(Records taken from a dataset)
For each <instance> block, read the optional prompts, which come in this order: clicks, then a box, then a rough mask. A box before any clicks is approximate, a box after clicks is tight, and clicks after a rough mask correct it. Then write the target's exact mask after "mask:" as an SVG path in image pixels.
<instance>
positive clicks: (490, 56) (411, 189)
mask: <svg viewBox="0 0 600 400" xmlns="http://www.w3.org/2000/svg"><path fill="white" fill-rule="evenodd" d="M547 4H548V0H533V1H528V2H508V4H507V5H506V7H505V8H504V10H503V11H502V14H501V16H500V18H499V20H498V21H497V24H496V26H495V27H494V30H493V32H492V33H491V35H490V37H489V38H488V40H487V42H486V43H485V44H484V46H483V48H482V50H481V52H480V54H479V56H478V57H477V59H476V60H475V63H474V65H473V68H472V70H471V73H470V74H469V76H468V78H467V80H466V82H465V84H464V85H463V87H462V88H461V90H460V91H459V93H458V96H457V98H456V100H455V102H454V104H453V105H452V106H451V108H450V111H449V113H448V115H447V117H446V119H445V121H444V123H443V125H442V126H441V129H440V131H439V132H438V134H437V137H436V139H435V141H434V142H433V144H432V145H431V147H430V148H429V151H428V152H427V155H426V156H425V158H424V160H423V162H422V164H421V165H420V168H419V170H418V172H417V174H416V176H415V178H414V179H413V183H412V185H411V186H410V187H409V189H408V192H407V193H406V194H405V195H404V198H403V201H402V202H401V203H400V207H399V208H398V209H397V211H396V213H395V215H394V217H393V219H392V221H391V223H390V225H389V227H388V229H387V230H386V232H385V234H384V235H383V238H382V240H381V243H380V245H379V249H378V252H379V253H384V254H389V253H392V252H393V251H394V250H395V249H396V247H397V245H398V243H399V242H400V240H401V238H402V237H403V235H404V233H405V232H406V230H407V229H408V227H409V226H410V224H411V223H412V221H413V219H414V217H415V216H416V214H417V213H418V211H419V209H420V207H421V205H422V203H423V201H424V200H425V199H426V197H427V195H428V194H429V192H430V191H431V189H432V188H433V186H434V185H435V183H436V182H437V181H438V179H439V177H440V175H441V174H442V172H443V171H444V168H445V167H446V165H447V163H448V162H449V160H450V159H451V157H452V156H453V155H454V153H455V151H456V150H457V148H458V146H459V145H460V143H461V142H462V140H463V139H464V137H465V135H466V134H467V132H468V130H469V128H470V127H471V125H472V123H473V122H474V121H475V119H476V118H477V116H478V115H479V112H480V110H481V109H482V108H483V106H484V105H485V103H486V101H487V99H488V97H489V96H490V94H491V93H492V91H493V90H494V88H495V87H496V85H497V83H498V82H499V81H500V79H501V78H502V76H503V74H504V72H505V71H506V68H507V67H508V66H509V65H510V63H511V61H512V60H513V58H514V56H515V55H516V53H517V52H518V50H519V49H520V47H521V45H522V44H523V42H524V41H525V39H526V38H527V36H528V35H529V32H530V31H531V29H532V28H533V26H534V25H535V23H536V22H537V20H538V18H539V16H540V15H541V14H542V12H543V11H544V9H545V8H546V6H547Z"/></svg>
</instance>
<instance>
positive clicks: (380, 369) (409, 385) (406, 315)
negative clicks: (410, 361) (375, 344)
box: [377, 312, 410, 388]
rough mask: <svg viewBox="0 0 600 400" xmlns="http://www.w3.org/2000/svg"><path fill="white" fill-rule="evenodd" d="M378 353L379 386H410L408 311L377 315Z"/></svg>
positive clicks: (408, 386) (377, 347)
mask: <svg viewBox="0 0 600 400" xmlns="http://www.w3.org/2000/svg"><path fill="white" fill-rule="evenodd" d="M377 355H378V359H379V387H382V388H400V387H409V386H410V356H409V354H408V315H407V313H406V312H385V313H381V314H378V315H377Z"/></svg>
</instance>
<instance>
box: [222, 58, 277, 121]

(What this task involves):
Rename "positive clicks" to "foreground clicks" everywhere it occurs in the material above, and leave every other part of the material unchanged.

(Task solution):
For each <instance> block, read the optional prompts, which come in this order: clicks, then a box, then a rough mask. A box before any clicks is approximate, a box after clicks is tight, and clicks after a rough mask correct it. Then write the target's exact mask after "mask:" as an SVG path in image pixels.
<instance>
foreground clicks: (490, 56) (411, 189)
mask: <svg viewBox="0 0 600 400" xmlns="http://www.w3.org/2000/svg"><path fill="white" fill-rule="evenodd" d="M547 4H548V0H533V1H528V2H508V4H507V5H506V7H505V8H504V10H503V11H502V14H501V16H500V18H499V20H498V21H497V24H496V26H495V27H494V30H493V32H492V33H491V35H490V37H489V38H488V40H487V42H486V43H485V44H484V46H483V48H482V50H481V52H480V54H479V56H478V57H477V59H476V60H475V63H474V65H473V68H472V70H471V73H470V74H469V76H468V78H467V80H466V82H465V84H464V85H463V87H462V88H461V90H460V91H459V93H458V96H457V98H456V100H455V102H454V104H453V105H452V106H451V108H450V111H449V113H448V115H447V117H446V119H445V121H444V123H443V125H442V126H441V129H440V131H439V132H438V134H437V137H436V139H435V141H434V142H433V144H432V145H431V147H430V148H429V151H428V152H427V155H426V156H425V158H424V160H423V162H422V164H421V165H420V168H419V170H418V172H417V174H416V176H415V178H414V179H413V183H412V185H411V186H410V187H409V189H408V192H407V193H406V194H405V195H404V198H403V201H402V202H401V203H400V207H399V208H398V209H397V211H396V213H395V215H394V217H393V219H392V221H391V223H390V225H389V227H388V229H387V230H386V232H385V234H384V235H383V238H382V240H381V243H380V245H379V249H378V252H379V253H384V254H389V253H392V252H393V251H394V250H395V249H396V247H397V245H398V243H399V242H400V240H401V238H402V237H403V235H404V233H405V232H406V230H407V229H408V227H409V226H410V224H411V223H412V221H413V219H414V217H415V216H416V214H417V213H418V211H419V209H420V207H421V205H422V203H423V201H424V200H425V199H426V197H427V195H428V194H429V192H430V191H431V189H432V188H433V186H434V185H435V183H436V182H437V181H438V179H439V177H440V175H441V174H442V172H443V171H444V168H445V167H446V165H447V163H448V162H449V160H450V159H451V157H452V156H453V155H454V153H455V151H456V150H457V148H458V146H459V145H460V143H461V142H462V140H463V139H464V137H465V135H466V134H467V132H468V130H469V128H470V127H471V125H472V123H473V122H474V121H475V119H476V118H477V116H478V115H479V112H480V110H481V109H482V108H483V106H484V105H485V103H486V101H487V99H488V97H489V96H490V94H491V93H492V91H493V90H494V88H495V87H496V85H497V83H498V82H499V81H500V79H501V78H502V76H503V74H504V72H505V71H506V68H507V67H508V66H509V65H510V63H511V61H512V60H513V58H514V56H515V55H516V53H517V52H518V50H519V49H520V47H521V45H522V44H523V42H524V41H525V39H526V38H527V36H528V35H529V32H530V31H531V29H532V28H533V26H534V25H535V23H536V22H537V20H538V18H539V16H540V15H541V14H542V12H543V11H544V9H545V8H546V6H547Z"/></svg>
</instance>
<instance>
foreground clicks: (380, 369) (409, 385) (406, 315)
negative clicks: (410, 361) (375, 344)
box: [377, 312, 410, 388]
rough mask: <svg viewBox="0 0 600 400" xmlns="http://www.w3.org/2000/svg"><path fill="white" fill-rule="evenodd" d="M378 353L379 386H410L408 311L377 315Z"/></svg>
foreground clicks: (408, 386) (377, 347)
mask: <svg viewBox="0 0 600 400" xmlns="http://www.w3.org/2000/svg"><path fill="white" fill-rule="evenodd" d="M377 355H378V359H379V387H382V388H400V387H409V386H410V356H409V354H408V315H407V313H406V312H385V313H381V314H378V315H377Z"/></svg>
</instance>
<instance>
box: [222, 58, 277, 121]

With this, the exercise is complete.